■ Excerpted text ■
On the other hand, recent advances in the field of topological and non‐Hermitian systems have aroused great interest in condensed matter physics and material sciences.^{[ 16} , ¹⁷ , ¹⁸ , ¹⁹ , ²⁰ , ²¹ , ²² , ²³ , ²⁴ , ²⁵ , ^{26 ]} To date, many classical systems have been designed to fulfill these novel effects in experiments. It is worth noting that different types of disorder‐immune topological states could give a variety of new methods for designing topological devices with strong robustness, such as unidirectional waveguides and topological lasers.^{[ 27} , ²⁸ , ²⁹ , ^{30 ]} In addition, the ultrasensitive sensors based on exceptional points (EPs) in non‐Hermitian systems have also been proposed and realized in artificial systems,^{[ 31} , ³² , ³³ , ³⁴ , ³⁵ , ³⁶ , ³⁷ , ^{38 ]} where the higher‐order root law of frequency splitting of resonators exists under external perturbations. While, EP‐based sensors always require a precise tuning of structural parameters, making disorders easily deteriorate the performance of sensors. In this case, it is important to design new types of sensors with strong robustness and high sensitivities.

Recently, engaging studies on the exponential sensitivity with respect to coupling boundaries of the non‐reciprocal SSH chain have aroused great interest.^{[ 39 ]} Such an exotic lattice model has been experimentally realized based on the mechanical metamaterial,^{[ 40 ]} the quantum walks of a single photon^{[ 41 ]} and so on. In addition, the developed response theory clearly manifests the strong dependence of non‐Hermitian mechanical system on perturbations.^{[ 42 ]} Motivated by these studies, the theoretical investigation on the construction of non‐Hermitian topological sensor with both a high‐level sensitivity and a strong robustness has been proposed,^{[ 43 ]} where the sensitivity of sensor grows exponentially with the size of the device. Based on the analytic derivation and numerical calculation, Ref. [43] has pointed out that such a drastic enhancement relies on the anomalous sensitivity to boundary perturbations and is also found to be a stable phenomenon immune to local disorders. It is also shown that the spectral sensitivity of non‐Hermitian topological sensor is a suitable quantity to assess the sensing precision in a noise‐limited measurement, that is superior to EP sensors.^{[ 44} , ^{45 ]} Inspired by these theoretical investigations on the design of non‐Hermitian topological sensors, it is important to ask whether the novel electronic sensor with both a high‐level sensitivity and a strong robustness can be created.

■ Stated task ■
According to the excerpt on non-Hermitian topological sensors, how does the sensitivity of the sensor proposed in Ref. [43] change with the size of the device? The entries have no connection to the excerpt above.

■ Pointing and labeling entries ■

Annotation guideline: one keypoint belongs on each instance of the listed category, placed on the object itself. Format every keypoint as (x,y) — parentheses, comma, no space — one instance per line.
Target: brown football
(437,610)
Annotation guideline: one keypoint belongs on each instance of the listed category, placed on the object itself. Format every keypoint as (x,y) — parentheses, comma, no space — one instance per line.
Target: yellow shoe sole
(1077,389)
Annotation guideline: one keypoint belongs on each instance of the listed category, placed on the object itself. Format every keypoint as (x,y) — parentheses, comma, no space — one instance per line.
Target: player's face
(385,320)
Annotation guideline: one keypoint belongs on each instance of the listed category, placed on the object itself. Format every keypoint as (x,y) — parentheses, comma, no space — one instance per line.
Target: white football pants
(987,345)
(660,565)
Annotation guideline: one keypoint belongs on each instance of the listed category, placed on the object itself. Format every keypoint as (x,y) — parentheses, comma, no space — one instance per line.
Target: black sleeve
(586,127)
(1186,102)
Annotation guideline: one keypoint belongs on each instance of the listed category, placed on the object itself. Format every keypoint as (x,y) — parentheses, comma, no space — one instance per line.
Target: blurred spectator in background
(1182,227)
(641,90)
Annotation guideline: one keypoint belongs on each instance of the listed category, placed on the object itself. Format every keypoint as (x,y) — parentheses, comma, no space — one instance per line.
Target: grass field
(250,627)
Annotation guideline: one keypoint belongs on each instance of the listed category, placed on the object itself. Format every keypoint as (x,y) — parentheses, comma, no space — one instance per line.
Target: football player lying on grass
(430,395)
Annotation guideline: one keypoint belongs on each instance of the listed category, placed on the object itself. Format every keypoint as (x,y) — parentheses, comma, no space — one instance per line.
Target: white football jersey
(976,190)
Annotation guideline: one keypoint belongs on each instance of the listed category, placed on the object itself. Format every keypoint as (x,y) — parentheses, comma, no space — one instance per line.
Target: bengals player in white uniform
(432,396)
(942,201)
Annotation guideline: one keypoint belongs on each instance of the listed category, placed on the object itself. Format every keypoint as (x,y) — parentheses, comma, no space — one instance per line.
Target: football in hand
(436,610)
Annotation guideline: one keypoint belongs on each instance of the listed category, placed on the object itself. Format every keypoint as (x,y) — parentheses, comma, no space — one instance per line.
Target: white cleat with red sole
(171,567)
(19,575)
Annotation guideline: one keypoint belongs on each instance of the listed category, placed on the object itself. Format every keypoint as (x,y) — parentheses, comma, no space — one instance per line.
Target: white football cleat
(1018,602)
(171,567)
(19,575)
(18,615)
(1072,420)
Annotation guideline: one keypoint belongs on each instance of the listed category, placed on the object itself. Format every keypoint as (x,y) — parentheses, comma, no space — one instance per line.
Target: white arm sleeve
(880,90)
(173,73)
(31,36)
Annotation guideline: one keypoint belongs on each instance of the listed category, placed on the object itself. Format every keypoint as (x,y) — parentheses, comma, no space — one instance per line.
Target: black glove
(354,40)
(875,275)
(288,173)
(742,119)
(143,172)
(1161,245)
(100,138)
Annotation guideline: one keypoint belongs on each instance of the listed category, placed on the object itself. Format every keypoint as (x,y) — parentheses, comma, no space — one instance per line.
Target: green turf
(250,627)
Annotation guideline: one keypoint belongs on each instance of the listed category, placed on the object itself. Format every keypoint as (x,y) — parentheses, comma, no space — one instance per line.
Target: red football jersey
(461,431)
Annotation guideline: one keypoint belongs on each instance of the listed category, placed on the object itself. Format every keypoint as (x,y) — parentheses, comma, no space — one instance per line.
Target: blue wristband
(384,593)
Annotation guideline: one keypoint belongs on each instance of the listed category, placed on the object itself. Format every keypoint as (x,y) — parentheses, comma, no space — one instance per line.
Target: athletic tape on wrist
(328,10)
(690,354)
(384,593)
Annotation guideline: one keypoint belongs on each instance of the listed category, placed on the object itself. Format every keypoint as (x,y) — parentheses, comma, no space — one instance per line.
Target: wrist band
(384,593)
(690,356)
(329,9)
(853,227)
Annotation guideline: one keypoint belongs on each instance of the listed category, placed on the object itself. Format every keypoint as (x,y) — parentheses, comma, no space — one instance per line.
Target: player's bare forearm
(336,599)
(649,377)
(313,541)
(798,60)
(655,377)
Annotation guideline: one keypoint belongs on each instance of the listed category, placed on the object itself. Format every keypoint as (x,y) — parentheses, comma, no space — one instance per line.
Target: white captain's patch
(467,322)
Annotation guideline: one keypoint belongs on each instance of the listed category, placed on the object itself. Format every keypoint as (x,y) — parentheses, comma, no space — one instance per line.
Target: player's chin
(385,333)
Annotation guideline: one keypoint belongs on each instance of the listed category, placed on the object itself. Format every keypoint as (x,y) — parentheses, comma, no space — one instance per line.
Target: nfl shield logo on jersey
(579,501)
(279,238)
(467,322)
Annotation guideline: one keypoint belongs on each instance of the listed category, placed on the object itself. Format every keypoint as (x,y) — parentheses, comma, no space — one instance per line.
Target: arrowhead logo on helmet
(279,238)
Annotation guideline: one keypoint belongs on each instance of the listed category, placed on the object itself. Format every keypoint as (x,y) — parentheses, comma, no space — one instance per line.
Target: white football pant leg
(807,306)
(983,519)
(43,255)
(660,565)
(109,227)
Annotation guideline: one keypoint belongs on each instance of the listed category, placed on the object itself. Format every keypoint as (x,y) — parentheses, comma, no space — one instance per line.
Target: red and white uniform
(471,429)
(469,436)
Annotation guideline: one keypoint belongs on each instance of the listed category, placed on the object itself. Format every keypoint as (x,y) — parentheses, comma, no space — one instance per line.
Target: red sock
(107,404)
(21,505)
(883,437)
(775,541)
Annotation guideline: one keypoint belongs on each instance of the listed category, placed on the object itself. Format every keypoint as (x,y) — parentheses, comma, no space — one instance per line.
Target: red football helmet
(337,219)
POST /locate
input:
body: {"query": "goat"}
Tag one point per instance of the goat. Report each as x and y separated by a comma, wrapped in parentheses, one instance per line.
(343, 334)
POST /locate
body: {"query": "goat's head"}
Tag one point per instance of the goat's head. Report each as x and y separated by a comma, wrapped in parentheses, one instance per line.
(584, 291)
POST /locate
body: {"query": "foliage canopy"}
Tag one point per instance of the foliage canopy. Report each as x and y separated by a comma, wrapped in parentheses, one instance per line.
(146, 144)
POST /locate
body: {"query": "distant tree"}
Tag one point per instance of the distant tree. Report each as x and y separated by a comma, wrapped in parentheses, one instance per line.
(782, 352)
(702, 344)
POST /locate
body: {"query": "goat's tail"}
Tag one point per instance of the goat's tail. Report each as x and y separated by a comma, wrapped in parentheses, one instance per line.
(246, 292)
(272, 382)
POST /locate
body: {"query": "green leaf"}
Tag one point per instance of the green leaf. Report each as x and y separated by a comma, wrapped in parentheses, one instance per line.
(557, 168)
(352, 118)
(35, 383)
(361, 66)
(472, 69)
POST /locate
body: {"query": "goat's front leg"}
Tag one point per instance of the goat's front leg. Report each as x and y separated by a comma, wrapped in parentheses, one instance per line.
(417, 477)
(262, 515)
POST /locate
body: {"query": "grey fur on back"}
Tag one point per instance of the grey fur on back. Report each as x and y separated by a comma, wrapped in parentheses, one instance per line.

■ Solution to this exercise ■
It grows exponentially with the size of the device.